▸ **Requirements**
Report each line in the items below that contains the word "front".

▸ **Records for processing**
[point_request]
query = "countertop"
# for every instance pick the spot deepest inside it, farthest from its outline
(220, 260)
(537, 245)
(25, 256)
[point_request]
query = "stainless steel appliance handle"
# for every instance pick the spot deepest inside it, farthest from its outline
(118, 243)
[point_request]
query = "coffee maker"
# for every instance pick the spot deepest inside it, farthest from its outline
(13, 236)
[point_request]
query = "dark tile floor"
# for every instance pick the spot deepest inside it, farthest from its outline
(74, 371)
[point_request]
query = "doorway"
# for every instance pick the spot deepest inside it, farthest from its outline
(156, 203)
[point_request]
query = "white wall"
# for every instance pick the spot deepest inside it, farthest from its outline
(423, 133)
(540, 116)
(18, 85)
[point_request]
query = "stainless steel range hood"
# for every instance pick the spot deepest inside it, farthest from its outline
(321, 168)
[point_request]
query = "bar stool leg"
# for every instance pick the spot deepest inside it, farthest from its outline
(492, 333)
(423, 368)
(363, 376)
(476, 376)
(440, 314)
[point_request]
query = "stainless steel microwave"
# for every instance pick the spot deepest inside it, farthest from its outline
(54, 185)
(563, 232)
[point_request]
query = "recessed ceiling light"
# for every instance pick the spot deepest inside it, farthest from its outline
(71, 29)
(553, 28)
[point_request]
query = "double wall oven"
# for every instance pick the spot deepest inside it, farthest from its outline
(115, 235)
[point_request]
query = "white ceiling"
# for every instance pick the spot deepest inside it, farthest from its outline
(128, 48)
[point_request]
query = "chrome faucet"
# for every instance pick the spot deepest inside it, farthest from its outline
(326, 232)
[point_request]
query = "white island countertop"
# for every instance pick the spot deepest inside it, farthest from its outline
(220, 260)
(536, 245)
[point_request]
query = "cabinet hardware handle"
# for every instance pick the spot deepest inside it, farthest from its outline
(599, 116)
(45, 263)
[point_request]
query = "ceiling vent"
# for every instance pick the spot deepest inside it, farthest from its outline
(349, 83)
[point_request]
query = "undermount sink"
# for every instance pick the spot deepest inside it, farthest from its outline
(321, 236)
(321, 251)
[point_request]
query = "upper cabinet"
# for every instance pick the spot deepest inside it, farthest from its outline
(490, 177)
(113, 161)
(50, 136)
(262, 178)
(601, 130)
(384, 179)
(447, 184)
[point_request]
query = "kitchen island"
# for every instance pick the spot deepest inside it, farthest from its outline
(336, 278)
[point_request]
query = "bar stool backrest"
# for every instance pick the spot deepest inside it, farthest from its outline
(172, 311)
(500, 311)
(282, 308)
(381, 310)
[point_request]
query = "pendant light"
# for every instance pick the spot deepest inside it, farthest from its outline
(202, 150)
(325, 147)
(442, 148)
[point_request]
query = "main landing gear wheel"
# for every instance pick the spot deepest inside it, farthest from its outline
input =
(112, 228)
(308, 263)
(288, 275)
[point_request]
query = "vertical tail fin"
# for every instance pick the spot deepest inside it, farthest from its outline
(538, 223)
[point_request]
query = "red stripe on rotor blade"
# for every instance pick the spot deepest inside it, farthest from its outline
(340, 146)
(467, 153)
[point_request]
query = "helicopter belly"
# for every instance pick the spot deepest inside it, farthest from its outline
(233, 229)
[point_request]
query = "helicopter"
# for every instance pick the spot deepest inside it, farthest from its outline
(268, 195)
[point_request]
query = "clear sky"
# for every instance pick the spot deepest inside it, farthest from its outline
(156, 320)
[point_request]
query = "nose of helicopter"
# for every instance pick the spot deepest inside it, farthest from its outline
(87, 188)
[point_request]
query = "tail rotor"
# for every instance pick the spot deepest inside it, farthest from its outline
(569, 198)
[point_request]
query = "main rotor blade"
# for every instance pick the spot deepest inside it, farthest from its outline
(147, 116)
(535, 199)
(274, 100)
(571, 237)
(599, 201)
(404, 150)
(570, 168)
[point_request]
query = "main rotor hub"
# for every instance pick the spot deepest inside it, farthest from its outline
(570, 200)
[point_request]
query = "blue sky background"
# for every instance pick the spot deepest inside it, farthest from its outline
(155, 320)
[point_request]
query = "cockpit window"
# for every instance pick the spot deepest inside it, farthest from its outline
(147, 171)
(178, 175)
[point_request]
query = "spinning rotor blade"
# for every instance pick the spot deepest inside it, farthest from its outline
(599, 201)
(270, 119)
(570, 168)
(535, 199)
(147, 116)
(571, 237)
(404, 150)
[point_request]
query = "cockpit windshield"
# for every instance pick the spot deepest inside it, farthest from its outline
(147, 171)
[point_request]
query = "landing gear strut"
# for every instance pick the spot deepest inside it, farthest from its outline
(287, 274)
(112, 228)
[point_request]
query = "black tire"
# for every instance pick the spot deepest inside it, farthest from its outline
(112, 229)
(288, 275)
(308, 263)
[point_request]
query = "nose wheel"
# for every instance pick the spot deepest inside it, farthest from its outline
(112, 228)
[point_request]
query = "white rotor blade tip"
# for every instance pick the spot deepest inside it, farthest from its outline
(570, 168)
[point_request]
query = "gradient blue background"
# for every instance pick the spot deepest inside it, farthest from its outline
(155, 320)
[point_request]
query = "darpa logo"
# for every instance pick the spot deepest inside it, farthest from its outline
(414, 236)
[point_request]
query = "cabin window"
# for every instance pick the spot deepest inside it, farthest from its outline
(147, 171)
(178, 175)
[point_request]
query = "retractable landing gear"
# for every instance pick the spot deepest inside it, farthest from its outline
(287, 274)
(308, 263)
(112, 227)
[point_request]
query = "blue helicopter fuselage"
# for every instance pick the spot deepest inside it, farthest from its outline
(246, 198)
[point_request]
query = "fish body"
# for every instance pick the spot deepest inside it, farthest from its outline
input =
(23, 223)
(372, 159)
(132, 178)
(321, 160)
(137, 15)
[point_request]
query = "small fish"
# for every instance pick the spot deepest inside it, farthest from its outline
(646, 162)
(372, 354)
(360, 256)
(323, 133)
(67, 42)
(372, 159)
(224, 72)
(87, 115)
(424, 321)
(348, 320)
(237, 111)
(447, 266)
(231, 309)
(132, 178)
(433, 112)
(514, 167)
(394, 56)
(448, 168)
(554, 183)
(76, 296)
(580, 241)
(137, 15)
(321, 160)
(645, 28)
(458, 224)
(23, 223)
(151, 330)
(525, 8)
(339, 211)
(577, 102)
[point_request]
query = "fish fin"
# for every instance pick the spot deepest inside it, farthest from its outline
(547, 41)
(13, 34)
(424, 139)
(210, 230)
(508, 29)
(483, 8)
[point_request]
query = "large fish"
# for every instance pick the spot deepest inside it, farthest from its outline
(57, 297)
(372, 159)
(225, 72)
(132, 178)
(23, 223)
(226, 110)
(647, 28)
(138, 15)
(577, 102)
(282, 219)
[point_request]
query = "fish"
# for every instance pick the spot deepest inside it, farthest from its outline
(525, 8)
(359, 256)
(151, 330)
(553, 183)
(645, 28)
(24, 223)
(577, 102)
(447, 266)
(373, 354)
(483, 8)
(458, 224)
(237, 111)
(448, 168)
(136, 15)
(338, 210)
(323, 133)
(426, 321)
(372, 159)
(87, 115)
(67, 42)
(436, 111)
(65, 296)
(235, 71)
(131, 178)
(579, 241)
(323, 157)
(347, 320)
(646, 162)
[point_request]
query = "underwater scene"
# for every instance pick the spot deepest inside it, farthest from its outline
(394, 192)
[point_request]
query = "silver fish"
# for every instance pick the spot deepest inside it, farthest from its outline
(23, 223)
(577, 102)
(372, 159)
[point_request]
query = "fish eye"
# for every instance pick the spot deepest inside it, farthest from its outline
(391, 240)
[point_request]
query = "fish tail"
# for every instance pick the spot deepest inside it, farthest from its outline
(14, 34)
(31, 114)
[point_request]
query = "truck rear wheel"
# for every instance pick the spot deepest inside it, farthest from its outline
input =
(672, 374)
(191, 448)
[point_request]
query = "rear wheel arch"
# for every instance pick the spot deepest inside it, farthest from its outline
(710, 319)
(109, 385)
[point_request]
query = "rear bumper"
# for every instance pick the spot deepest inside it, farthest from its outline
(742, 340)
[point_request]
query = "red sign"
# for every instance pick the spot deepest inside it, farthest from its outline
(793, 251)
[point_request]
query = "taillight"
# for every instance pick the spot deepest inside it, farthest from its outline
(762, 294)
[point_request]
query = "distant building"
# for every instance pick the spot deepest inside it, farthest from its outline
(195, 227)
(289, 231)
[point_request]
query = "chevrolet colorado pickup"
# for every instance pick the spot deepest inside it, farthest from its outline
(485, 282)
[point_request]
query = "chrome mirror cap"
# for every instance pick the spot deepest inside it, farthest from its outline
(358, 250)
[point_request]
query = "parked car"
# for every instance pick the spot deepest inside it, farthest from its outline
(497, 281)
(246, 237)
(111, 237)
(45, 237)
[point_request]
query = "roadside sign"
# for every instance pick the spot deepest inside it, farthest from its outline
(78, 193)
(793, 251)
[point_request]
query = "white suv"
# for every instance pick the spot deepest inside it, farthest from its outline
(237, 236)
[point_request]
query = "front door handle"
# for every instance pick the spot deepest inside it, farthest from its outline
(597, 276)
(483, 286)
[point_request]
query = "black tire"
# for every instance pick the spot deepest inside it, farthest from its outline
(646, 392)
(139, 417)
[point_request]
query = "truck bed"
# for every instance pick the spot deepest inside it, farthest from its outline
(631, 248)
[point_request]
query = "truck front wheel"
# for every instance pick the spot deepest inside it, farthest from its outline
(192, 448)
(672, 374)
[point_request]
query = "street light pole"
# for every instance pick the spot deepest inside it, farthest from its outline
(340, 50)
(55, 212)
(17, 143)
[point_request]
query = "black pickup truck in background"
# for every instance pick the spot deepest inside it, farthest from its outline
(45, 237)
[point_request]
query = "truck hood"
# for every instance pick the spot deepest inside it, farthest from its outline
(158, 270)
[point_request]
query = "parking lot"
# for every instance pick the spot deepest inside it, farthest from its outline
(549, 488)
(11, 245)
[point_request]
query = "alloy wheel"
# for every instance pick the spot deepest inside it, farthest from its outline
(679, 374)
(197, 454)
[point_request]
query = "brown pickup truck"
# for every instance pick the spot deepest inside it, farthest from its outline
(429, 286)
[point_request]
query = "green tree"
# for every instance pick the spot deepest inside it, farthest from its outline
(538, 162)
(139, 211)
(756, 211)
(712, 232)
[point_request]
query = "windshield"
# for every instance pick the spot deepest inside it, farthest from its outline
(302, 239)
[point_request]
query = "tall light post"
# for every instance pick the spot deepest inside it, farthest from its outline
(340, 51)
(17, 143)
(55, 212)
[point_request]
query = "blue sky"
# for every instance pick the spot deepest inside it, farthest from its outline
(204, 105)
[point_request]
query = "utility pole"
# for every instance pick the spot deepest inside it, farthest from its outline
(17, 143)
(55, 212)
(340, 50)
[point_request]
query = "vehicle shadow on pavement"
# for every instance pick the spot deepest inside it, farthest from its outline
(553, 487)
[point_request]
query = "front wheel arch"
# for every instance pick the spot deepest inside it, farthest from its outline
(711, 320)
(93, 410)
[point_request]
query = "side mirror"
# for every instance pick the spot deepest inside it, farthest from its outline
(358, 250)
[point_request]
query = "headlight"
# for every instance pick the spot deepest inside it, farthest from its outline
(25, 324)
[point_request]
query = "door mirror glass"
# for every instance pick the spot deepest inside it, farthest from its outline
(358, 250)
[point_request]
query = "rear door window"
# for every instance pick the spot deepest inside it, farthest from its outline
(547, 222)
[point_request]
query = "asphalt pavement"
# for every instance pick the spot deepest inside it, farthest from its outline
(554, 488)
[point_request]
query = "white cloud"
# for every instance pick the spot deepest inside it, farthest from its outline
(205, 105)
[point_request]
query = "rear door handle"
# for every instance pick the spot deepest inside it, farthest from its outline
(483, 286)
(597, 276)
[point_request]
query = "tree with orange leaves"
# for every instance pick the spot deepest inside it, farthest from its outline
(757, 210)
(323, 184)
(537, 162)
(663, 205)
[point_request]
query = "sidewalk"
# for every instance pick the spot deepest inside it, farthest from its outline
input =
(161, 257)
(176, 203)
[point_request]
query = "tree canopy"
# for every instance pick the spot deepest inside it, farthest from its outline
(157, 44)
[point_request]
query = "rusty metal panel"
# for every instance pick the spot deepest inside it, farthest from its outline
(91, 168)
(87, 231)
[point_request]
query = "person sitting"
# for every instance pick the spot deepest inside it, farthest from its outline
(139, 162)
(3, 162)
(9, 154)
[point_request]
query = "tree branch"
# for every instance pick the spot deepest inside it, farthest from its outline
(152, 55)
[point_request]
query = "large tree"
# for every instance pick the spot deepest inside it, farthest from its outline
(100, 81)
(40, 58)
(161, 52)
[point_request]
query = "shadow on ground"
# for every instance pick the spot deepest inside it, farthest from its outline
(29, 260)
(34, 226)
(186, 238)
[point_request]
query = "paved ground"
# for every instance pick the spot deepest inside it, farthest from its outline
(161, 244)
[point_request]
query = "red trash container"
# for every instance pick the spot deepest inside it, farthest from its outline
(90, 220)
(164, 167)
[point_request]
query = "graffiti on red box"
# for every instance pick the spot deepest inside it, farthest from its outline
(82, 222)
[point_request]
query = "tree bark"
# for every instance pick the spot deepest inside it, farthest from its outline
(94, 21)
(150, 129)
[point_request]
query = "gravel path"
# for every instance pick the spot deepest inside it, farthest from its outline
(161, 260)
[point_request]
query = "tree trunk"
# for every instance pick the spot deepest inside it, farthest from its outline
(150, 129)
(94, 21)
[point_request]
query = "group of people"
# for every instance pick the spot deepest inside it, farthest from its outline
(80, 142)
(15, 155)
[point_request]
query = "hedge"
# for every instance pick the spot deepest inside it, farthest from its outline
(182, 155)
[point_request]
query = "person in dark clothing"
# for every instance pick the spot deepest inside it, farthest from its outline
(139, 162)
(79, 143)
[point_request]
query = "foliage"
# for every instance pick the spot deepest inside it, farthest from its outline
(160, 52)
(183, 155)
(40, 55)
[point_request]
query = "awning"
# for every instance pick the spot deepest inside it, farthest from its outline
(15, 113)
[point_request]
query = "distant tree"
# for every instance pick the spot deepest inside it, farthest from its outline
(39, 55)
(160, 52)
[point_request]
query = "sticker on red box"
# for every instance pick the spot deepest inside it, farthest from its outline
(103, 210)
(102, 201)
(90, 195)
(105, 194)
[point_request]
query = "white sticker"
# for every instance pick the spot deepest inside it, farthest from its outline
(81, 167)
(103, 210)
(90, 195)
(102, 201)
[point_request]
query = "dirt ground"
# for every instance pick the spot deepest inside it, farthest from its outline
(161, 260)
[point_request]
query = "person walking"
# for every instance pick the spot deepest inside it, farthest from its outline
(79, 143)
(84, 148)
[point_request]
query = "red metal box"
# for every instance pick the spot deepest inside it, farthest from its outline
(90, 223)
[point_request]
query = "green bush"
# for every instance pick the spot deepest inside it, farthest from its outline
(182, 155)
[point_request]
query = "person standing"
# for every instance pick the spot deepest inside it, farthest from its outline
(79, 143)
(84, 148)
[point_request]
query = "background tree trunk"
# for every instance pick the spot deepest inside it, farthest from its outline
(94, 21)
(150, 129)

▸ **Result**
query = "front door handle"
query = "truck front wheel"
query = "front wheel arch"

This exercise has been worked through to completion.